Source records:
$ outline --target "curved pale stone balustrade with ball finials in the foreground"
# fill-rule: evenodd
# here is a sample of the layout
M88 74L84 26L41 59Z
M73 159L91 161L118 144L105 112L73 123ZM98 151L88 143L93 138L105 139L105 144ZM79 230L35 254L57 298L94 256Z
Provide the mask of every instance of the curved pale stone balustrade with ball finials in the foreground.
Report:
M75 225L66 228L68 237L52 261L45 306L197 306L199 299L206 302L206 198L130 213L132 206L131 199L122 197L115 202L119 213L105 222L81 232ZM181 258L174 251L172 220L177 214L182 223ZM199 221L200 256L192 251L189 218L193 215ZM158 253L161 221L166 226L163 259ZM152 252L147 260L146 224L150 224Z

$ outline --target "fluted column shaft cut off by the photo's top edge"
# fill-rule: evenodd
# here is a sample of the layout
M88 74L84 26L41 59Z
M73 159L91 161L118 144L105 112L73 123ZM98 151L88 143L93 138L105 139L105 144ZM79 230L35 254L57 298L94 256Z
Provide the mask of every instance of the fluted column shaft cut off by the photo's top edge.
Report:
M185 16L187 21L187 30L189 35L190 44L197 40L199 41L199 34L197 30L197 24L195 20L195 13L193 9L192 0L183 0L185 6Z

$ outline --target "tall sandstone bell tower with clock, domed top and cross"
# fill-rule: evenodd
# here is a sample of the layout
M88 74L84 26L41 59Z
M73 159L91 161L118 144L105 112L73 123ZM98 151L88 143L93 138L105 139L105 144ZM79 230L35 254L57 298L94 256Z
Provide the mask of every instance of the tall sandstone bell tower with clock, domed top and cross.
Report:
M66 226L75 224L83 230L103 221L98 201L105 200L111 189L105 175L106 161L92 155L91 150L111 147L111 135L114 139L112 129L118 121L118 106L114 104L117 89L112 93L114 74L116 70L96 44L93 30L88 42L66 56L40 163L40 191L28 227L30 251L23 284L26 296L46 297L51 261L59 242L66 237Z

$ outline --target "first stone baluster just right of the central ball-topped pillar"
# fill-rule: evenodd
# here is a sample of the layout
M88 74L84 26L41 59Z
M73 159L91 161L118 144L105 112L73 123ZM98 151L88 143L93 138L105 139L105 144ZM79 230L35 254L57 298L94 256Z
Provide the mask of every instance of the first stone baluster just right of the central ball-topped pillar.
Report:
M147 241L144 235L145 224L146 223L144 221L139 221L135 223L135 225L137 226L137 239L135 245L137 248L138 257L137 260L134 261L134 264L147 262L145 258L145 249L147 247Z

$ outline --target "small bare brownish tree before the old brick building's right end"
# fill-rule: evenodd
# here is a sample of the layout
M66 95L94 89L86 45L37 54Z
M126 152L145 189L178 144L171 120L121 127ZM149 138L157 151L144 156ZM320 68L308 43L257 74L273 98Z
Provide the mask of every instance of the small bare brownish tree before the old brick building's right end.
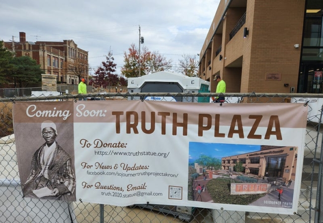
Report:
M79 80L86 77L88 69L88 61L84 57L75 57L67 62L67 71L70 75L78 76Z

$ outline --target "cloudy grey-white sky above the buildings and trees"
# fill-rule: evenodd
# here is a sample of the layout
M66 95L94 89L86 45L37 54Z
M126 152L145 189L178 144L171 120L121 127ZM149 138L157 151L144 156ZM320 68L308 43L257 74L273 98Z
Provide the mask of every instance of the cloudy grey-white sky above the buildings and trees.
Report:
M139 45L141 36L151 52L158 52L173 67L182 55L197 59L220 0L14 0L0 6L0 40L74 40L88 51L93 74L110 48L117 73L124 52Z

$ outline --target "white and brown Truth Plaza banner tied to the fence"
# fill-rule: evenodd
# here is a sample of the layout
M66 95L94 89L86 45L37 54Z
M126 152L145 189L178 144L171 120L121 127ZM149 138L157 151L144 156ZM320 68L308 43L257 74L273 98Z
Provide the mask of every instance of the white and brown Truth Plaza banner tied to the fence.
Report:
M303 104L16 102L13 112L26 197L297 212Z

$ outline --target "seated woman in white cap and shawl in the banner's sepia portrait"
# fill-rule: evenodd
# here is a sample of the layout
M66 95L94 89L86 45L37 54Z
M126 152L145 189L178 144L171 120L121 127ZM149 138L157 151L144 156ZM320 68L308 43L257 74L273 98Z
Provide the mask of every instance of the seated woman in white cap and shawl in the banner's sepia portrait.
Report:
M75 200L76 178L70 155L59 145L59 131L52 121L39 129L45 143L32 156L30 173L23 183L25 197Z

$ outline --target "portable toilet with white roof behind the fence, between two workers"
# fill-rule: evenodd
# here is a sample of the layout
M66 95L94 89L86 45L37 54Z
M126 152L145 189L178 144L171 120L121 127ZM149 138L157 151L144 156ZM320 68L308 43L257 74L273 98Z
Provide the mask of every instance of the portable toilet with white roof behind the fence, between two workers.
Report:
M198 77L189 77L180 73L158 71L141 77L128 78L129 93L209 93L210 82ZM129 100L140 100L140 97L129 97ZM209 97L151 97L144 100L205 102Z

---

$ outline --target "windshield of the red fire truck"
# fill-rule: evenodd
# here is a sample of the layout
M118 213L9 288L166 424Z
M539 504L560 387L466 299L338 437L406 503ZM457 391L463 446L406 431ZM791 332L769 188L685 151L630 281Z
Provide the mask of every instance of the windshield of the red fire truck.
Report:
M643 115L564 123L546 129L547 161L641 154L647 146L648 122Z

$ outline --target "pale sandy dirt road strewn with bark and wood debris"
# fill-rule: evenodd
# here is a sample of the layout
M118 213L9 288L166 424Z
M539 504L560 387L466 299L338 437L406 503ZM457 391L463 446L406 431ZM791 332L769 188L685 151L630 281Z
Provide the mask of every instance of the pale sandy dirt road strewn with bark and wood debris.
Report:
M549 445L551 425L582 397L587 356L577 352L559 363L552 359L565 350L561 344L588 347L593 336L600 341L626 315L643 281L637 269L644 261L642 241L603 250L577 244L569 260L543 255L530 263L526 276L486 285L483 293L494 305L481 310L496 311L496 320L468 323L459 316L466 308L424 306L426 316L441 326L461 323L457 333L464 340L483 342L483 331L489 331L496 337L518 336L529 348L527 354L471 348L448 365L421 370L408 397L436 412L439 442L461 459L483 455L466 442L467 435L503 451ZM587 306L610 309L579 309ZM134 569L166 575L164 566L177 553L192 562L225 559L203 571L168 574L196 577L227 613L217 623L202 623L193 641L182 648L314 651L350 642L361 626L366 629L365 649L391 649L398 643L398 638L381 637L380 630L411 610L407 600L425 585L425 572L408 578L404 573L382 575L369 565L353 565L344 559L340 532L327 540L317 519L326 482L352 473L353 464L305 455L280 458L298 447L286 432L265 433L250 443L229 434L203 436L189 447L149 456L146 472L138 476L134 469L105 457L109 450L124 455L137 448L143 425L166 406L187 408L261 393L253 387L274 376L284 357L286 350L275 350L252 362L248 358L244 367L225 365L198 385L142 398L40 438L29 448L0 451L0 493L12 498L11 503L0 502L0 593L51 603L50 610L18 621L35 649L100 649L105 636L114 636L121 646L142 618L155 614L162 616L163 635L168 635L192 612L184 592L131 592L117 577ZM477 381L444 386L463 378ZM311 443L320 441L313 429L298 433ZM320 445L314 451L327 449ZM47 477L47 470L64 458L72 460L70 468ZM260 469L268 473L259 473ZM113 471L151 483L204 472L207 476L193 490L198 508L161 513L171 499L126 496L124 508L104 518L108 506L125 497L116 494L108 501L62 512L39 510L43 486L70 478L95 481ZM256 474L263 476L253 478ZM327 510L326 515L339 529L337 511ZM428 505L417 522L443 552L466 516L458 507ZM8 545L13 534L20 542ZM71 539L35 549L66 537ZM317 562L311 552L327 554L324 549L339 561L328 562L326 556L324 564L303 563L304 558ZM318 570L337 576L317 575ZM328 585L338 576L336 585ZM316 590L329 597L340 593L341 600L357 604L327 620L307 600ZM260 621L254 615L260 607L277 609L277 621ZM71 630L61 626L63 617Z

◆ **Goal of the exercise**
What lines in the data hold the word "just"? Return them.

◆ **Exercise response**
$ outline --target "first stone baluster just right of the central ball-topped pillar"
Provide the mask of every instance of the first stone baluster just right of the central ball-topped pillar.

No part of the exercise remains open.